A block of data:
==============================

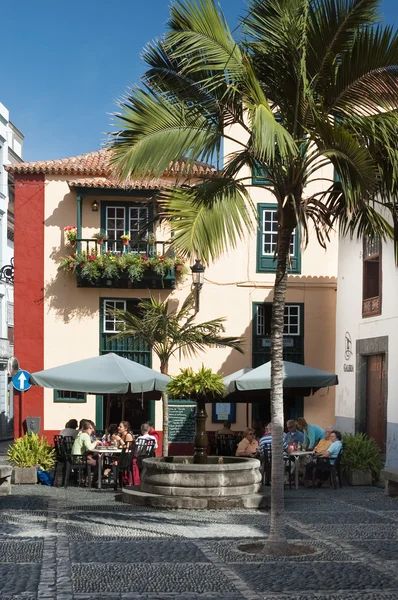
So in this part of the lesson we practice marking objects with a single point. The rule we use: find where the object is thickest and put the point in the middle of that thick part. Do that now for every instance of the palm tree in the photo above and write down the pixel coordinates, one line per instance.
(310, 82)
(169, 331)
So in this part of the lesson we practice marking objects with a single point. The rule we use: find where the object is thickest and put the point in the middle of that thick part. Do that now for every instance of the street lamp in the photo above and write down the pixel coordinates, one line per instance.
(198, 277)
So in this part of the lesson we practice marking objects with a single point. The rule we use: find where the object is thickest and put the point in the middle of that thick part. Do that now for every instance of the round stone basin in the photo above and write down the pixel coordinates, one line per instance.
(234, 477)
(179, 483)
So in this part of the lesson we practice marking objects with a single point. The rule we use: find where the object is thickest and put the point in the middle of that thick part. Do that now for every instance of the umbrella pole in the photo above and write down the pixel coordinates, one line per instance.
(108, 411)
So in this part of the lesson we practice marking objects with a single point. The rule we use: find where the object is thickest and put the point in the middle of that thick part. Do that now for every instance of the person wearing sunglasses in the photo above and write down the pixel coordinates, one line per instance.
(248, 447)
(293, 435)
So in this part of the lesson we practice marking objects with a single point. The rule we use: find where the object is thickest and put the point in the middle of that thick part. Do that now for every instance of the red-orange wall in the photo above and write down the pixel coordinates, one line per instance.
(29, 290)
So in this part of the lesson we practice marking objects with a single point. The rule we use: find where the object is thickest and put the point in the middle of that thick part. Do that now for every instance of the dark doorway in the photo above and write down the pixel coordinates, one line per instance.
(131, 410)
(376, 424)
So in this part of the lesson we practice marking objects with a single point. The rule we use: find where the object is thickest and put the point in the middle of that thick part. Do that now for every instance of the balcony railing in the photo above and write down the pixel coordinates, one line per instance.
(124, 278)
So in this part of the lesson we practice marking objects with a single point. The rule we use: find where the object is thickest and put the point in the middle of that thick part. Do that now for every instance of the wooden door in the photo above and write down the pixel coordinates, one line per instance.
(376, 421)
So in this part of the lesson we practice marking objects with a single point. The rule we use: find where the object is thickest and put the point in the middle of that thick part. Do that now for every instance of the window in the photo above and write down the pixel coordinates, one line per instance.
(128, 347)
(130, 219)
(371, 301)
(266, 243)
(10, 314)
(66, 396)
(292, 322)
(110, 321)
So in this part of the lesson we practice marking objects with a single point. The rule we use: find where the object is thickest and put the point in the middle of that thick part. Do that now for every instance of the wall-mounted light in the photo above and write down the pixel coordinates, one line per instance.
(198, 277)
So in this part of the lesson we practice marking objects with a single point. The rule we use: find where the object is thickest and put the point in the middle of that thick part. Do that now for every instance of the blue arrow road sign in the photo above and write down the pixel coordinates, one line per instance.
(21, 381)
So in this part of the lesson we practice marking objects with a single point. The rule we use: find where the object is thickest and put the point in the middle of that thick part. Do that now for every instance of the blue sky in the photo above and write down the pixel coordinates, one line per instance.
(65, 64)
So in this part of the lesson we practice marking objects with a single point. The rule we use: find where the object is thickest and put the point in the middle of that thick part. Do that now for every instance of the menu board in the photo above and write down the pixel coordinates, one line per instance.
(182, 422)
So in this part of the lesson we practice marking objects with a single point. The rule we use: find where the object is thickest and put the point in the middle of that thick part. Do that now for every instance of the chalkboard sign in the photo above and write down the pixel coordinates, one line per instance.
(182, 422)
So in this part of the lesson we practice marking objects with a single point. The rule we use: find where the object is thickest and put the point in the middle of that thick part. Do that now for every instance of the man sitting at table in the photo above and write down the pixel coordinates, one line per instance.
(330, 454)
(83, 444)
(293, 435)
(225, 429)
(145, 435)
(248, 446)
(312, 433)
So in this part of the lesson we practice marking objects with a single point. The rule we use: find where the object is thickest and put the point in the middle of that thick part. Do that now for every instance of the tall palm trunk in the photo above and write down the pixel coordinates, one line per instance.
(164, 367)
(277, 537)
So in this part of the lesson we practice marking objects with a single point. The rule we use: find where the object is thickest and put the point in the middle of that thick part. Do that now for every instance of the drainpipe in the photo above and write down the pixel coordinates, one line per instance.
(79, 222)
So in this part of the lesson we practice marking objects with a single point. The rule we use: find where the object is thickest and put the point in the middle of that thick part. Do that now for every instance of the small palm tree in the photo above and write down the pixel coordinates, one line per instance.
(201, 387)
(169, 331)
(314, 82)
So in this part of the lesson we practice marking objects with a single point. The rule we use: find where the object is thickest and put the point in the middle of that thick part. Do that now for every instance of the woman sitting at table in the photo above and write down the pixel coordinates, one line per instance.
(249, 445)
(124, 435)
(324, 444)
(312, 433)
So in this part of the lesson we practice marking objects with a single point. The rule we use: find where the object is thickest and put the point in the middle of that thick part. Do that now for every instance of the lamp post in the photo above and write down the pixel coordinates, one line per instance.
(198, 277)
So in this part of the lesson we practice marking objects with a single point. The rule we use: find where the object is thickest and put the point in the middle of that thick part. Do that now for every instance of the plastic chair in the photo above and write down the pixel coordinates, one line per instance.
(123, 466)
(267, 466)
(144, 448)
(76, 463)
(324, 466)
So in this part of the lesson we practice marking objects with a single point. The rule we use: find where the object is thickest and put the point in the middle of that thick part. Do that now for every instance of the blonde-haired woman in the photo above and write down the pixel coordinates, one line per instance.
(312, 433)
(248, 446)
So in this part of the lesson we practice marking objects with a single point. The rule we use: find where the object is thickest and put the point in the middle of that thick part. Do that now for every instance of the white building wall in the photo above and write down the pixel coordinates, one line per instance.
(349, 320)
(11, 143)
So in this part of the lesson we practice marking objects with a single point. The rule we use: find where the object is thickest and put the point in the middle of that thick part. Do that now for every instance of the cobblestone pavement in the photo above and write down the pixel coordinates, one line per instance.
(81, 544)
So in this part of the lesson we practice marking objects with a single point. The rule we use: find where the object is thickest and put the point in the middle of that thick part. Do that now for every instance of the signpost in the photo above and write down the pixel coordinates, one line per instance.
(21, 381)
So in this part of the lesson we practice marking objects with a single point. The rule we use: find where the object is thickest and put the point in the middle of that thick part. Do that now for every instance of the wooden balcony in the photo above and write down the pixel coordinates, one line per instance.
(110, 265)
(371, 307)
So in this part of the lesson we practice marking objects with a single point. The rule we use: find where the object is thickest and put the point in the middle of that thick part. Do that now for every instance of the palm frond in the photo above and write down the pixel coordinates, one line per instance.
(157, 132)
(208, 219)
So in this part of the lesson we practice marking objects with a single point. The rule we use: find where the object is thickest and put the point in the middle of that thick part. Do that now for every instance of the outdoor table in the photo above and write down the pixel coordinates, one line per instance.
(101, 450)
(297, 454)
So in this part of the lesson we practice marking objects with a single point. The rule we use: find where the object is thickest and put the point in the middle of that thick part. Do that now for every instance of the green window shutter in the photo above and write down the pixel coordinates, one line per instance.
(69, 397)
(259, 176)
(266, 242)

==============================

Task directions
Return, word for word, each line from the line that contains "the palm frond" to the end of the listing above; include both end lines and nothing else.

In response
So in this part of the lesson we practice marking objects with a single point. The rule we use: find where the object is thickest and put the point in the middle of that thick part. Do that now for every instance of the palm frond in the photo above and write down the pixel coordinates, one line per instance.
(157, 132)
(208, 219)
So in this part of the lesson we practice marking objects with a single point. The rule we use: find where the object is thickest and put the point in the middle of that thick part. Do that now for every instance of the outdoor table in the photo above and write down the pixel coordinates, one line per instance.
(101, 450)
(297, 454)
So in this part of the lesson we practice marking objects with a single point. The rule we use: find where the object is thickest and put the point in the middle of that thick part. Do that now for every instance of the green window shutter in the photo above and write down the pixel coordinates, one line per instance.
(69, 397)
(259, 176)
(266, 242)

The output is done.